Word for word, reproduce each of the entries.
INPUT MATERIAL section start
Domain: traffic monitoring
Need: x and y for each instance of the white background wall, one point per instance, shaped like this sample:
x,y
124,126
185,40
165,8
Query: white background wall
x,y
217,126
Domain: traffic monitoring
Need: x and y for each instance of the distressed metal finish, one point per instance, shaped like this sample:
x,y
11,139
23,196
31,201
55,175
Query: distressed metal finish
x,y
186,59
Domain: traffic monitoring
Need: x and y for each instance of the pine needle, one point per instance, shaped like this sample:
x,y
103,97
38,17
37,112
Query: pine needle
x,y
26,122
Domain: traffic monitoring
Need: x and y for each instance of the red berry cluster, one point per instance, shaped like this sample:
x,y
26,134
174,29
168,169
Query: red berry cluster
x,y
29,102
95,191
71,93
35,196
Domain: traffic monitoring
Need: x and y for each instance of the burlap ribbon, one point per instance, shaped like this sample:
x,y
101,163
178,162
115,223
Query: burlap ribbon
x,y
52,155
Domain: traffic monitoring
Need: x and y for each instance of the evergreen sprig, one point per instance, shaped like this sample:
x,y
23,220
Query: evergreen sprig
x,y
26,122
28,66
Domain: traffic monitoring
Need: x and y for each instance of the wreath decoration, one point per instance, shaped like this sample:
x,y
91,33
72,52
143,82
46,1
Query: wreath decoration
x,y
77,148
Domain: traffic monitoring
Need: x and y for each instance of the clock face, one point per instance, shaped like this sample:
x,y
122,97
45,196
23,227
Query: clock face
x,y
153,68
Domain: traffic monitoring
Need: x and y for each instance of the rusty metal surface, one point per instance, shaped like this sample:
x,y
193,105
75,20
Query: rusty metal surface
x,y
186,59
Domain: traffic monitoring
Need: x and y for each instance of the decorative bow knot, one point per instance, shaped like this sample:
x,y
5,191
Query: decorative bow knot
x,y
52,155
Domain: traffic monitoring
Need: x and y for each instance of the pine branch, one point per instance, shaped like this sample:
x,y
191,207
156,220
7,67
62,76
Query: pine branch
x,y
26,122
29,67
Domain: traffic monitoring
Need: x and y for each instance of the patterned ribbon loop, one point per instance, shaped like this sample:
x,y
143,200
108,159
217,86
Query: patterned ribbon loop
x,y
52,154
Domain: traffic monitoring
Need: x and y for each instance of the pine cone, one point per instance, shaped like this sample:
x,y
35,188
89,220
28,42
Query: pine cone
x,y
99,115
INPUT MATERIAL section end
WRITTEN RESPONSE:
Domain: traffic monitoring
Need: x and y for each instance of the white background wall, one point per instance, shaped like this sample:
x,y
124,126
185,40
165,8
Query: white background wall
x,y
217,126
Domain: traffic monitoring
Need: x and y for each instance of the distressed metal finish, one point per instance, shaped like this sample:
x,y
11,139
23,196
31,201
55,175
Query: distressed metal finish
x,y
186,59
Domain: traffic monitoring
Need: x and y for each instance of the pine needle, one point per instance, shaped like this sample:
x,y
103,97
38,17
37,112
Query: pine needle
x,y
26,122
Domain: traffic monitoring
Need: x and y for each instance of the red berry cluster, one point per instance, shaped like this sample:
x,y
26,134
174,29
168,169
Query: red berry cluster
x,y
29,102
95,191
71,93
35,196
Domain: traffic monitoring
Need: x and y for each instance of the burlap ribbon, one point per instance, shaped like this sample:
x,y
101,163
178,162
115,223
Query: burlap ribbon
x,y
52,155
Domain: traffic monitoring
Need: x and y for each instance of the evergreen sprig, one point per instance, shaped like this sample:
x,y
23,220
Query: evergreen sprig
x,y
26,122
28,66
Domain: traffic monitoring
Need: x and y for each instance of the wreath decoration, one point per instance, shaped like this sample:
x,y
91,33
72,52
143,82
46,1
Query: wreath decoration
x,y
77,148
Domain: traffic monitoring
Need: x and y for each instance of the clock face, one point per instance, shaped like this sample:
x,y
122,97
45,196
23,227
Query: clock face
x,y
153,68
Domain: traffic monitoring
Need: x and y for each instance of the rusty metal surface, one point per instance, shaped like this sample:
x,y
193,105
75,20
Query: rusty metal surface
x,y
186,59
Domain: traffic monitoring
Need: x and y for each instance of the decorative bow knot, one point per instance, shaped like this sample:
x,y
5,191
Query: decorative bow knot
x,y
52,155
Domain: traffic monitoring
Need: x and y for each instance of the pine branch, one point per instance, shaped like this sample:
x,y
191,207
156,220
7,67
62,76
Query: pine branch
x,y
26,122
29,67
Domain: traffic monitoring
Need: x and y for each instance of the patterned ribbon loop, one point per instance, shaped like this sample:
x,y
143,200
108,159
217,86
Query: patterned ribbon loop
x,y
52,154
Domain: traffic monitoring
Need: x and y for each instance of the pine cone, one point per instance, shaped like this sample:
x,y
35,188
89,220
28,42
Query: pine cone
x,y
99,115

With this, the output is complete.